出典 —
岡崎と内田の右サイドがもたらすもの=ザックジャパンの新たな武器になり得るか

元川悦子

ザックジャパンが目指す1つの理想形

ヨルダン戦では右サイドの崩しから得点が生まれた。その契機をつくったのは岡崎(青)だった 【Getty Images】

 前半18分の前田遼一による先制点を手始めに、本田圭佑がハットトリックを達成し、マンチェスター・ユナイテッド移籍が内定した香川真司、負傷離脱した吉田麻也の穴を埋めた栗原勇蔵にもゴールが飛び出した8日のヨルダン戦。6−0で完勝した日本代表は、2014年ワールドカップ・ブラジル大会最終予選の序盤2連戦で勝ち点6、得失点差+9という華々しいスタートを切ることに成功した。

 ヨルダン戦でとりわけ顕著だったのが、右サイドからの崩しだろう。前半の4得点の大半が右からおぜん立てされたことを、われわれは再認識すべきだ。

課題の指示 —
(a) ヨルダン戦の記事のうち、「ザックジャパンが目指す1つの理想形」から「されたことを、われわれは再認識すべきだ。」までを一字一句変えずに書き写せ。
(b) ヨルダン戦の記事によれば、この試合で先制点を挙げたのは誰か。
(c) ヨルダン戦の記事を、最後に示された文の後から書き継げ。
次に続く項目は、ヨルダン戦の記事とは別の資料である。

収集データ項目:
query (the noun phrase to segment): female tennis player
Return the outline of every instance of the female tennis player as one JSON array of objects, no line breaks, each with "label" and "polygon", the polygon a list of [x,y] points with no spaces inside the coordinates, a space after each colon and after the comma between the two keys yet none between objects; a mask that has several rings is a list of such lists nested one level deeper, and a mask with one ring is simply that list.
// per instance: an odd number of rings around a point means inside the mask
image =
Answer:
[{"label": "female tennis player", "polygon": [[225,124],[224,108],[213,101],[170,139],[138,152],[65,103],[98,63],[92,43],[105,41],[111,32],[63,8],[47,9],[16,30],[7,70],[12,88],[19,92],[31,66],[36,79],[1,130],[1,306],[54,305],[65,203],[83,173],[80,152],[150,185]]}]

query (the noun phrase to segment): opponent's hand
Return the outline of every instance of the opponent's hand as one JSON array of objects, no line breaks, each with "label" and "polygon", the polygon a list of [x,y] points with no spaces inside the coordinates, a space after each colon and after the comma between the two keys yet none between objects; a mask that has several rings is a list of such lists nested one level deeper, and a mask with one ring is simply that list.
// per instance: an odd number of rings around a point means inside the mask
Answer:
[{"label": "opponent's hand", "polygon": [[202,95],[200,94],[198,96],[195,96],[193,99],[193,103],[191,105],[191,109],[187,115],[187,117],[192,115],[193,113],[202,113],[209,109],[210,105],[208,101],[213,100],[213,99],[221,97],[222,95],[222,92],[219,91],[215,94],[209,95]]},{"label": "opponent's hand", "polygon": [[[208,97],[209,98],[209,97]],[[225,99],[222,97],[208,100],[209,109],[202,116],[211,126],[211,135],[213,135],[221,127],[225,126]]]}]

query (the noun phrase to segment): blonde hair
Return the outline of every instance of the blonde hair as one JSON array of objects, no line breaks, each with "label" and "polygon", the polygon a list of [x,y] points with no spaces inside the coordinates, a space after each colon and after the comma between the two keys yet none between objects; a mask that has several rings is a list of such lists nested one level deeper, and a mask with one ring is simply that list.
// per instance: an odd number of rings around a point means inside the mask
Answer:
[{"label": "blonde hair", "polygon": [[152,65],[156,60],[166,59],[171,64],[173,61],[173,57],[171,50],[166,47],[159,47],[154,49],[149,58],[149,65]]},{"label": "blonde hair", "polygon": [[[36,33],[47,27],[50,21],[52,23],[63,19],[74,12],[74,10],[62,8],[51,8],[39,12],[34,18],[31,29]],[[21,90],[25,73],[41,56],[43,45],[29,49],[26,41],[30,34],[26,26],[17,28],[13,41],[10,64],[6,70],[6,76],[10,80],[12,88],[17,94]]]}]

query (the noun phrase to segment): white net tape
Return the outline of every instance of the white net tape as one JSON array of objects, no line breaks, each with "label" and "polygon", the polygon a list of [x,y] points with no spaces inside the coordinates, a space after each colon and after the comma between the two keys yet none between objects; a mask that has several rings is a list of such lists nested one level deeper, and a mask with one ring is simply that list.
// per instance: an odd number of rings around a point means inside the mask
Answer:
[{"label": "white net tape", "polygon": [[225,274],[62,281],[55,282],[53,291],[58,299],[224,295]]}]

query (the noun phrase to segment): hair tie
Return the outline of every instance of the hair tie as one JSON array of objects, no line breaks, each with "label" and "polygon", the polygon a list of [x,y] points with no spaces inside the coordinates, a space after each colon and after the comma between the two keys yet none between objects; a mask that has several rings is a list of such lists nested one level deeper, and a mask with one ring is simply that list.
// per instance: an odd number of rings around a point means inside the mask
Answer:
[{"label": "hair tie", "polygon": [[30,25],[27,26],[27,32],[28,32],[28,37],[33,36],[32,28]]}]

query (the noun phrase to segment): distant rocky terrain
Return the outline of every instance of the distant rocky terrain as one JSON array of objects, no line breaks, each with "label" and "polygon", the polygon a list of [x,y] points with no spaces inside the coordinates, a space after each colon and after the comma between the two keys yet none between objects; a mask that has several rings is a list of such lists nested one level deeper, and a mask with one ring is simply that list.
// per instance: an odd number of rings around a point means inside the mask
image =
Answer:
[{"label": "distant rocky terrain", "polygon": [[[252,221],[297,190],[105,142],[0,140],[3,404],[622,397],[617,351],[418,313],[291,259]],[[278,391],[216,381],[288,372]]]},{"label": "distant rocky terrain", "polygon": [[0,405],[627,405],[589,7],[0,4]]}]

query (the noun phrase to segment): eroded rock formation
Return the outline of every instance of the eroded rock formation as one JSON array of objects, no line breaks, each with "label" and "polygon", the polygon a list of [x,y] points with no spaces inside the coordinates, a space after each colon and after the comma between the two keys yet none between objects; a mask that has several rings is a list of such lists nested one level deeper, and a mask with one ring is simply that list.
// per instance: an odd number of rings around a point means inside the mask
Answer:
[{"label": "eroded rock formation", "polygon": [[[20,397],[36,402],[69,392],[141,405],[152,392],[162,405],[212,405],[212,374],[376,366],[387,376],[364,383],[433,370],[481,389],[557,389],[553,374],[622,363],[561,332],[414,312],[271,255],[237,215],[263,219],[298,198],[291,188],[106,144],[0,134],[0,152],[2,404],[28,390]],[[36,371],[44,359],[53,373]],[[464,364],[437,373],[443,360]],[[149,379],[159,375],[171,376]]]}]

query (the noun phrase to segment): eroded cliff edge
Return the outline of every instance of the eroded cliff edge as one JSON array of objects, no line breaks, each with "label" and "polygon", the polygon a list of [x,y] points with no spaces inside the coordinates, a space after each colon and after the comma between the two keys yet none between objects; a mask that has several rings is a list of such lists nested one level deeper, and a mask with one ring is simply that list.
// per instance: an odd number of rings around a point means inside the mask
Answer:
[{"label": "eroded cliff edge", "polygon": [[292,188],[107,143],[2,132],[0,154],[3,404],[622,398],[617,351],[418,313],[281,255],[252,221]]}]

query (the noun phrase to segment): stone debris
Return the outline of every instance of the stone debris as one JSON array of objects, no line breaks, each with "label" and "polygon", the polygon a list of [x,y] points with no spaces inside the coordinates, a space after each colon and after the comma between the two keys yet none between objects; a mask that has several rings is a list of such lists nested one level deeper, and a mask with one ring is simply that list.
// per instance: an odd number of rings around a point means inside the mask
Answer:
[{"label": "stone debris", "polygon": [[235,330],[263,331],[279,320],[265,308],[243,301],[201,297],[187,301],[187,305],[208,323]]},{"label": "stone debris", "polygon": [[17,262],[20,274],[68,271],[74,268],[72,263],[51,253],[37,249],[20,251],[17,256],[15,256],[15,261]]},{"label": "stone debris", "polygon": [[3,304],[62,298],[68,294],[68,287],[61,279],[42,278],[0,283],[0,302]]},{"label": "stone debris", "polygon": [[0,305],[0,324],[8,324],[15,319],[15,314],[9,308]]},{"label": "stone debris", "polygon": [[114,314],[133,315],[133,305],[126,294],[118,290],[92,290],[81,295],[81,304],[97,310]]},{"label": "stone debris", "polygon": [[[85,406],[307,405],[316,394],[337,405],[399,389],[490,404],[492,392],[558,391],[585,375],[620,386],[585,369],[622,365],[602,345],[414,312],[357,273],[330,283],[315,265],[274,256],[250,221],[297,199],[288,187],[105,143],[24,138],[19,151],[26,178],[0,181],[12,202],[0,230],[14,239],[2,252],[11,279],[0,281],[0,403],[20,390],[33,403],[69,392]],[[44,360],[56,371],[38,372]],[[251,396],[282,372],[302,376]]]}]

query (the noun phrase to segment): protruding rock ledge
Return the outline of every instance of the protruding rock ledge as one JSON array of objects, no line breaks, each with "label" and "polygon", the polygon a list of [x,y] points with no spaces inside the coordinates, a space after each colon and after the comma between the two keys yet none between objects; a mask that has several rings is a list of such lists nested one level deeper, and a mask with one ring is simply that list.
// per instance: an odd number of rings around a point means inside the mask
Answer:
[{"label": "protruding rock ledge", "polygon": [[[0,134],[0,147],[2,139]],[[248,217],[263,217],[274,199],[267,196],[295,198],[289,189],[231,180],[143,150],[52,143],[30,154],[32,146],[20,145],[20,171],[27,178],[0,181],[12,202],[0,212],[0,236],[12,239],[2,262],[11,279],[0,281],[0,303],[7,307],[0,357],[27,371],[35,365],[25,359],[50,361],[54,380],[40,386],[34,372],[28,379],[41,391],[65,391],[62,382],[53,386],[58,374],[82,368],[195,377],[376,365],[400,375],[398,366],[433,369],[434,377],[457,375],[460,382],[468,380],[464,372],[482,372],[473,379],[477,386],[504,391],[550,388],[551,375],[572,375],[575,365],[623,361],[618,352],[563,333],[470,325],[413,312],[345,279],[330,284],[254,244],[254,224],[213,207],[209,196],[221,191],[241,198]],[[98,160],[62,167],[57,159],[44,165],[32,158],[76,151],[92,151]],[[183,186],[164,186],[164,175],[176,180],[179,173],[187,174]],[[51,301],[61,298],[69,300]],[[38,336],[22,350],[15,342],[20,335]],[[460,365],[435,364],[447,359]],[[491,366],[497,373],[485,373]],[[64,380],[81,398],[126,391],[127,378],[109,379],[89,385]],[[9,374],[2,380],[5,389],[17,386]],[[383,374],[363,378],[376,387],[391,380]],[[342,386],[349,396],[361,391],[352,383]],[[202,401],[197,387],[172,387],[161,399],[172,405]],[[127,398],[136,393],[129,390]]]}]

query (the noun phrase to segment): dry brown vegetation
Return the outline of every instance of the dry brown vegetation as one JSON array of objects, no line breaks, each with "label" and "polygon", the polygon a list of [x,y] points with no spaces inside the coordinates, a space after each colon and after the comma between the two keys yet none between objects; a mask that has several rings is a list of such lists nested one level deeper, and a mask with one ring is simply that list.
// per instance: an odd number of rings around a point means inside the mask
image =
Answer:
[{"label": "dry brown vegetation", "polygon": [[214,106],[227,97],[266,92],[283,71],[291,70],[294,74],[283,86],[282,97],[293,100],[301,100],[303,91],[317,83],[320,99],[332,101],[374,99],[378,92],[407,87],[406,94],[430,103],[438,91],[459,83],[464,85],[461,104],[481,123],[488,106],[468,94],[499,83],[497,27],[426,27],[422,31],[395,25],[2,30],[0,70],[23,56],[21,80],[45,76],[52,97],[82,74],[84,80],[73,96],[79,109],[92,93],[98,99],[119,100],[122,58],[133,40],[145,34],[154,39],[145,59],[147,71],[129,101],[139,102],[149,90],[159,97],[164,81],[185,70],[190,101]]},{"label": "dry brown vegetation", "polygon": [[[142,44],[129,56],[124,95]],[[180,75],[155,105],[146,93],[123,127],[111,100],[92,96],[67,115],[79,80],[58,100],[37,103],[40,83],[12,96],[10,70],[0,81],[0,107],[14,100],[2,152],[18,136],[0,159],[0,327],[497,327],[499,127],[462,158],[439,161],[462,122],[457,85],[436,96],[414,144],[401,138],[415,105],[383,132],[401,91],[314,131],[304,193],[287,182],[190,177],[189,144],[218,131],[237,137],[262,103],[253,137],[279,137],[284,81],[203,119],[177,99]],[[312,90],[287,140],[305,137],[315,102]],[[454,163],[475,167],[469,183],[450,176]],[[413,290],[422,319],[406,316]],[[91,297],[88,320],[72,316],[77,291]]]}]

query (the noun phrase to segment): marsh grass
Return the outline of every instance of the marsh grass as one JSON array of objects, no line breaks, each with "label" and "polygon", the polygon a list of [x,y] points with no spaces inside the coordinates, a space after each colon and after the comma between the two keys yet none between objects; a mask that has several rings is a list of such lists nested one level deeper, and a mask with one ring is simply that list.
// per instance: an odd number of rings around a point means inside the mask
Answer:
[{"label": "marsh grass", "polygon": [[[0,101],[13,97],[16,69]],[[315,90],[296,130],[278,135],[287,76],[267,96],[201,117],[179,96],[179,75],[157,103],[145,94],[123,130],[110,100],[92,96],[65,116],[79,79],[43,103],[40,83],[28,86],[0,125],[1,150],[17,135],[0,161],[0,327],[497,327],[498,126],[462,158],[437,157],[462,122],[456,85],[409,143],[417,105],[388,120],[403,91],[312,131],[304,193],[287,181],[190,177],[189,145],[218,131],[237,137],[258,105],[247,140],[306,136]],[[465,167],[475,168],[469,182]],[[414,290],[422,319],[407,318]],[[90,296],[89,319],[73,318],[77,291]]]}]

解答一覧 —
(a)
ザックジャパンが目指す1つの理想形

ヨルダン戦では右サイドの崩しから得点が生まれた。その契機をつくったのは岡崎(青)だった 【Getty Images】

 前半18分の前田遼一による先制点を手始めに、本田圭佑がハットトリックを達成し、マンチェスター・ユナイテッド移籍が内定した香川真司、負傷離脱した吉田麻也の穴を埋めた栗原勇蔵にもゴールが飛び出した8日のヨルダン戦。6−0で完勝した日本代表は、2014年ワールドカップ・ブラジル大会最終予選の序盤2連戦で勝ち点6、得失点差+9という華々しいスタートを切ることに成功した。

 ヨルダン戦でとりわけ顕著だったのが、右サイドからの崩しだろう。前半の4得点の大半が右からおぜん立てされたことを、われわれは再認識すべきだ。

(b) 先制点を挙げたのは前田遼一である。

(c)
 その先駆けとなったのが開始早々の5分、遠藤保仁の精度の高い縦パスに反応した岡崎慎司が、相手守備陣の裏に抜け出した場面だ。「ボールの落としどころが悪くて、シュートが甘くなった」と本人が悔しさを口にしたようにゴールには至らなかったが、右の崩しを活発化させる契機になる。これまでの岡崎は一発のスルーパスに抜け出す形にこだわりすぎる傾向が強く、背後にいる内田篤人と連係したり、外に流れてクロスを上げるなどのバリエーションが少なかった。だが、この試合では内田や本田と絡む場面が格段に多くなり、チームとしても多彩な攻撃が見られたのだ。

 前半35分に香川が挙げた4点目などは、右サイドからのアタックが完ぺきに結実したものといえる。

 まず自陣左で奪ったボールを遠藤経由で受けた内田が、岡崎とのパス交換から本田につないだ。内田と岡崎、本田の3人が近い距離で連係し、右でしっかりと起点を作ったのは特筆すべき点だ。それだけ時間を稼げば、ボランチの長谷部誠も大外を回って前へ出られる。右サイドの深い位置で本田からパスを受けた長谷部は、ゴールラインギリギリのところから中央に折り返す。これを岡崎、前田が競り、こぼれたボールを内田が拾い、香川に横パス。そして香川が冷静に右足シュートを決めたのだ。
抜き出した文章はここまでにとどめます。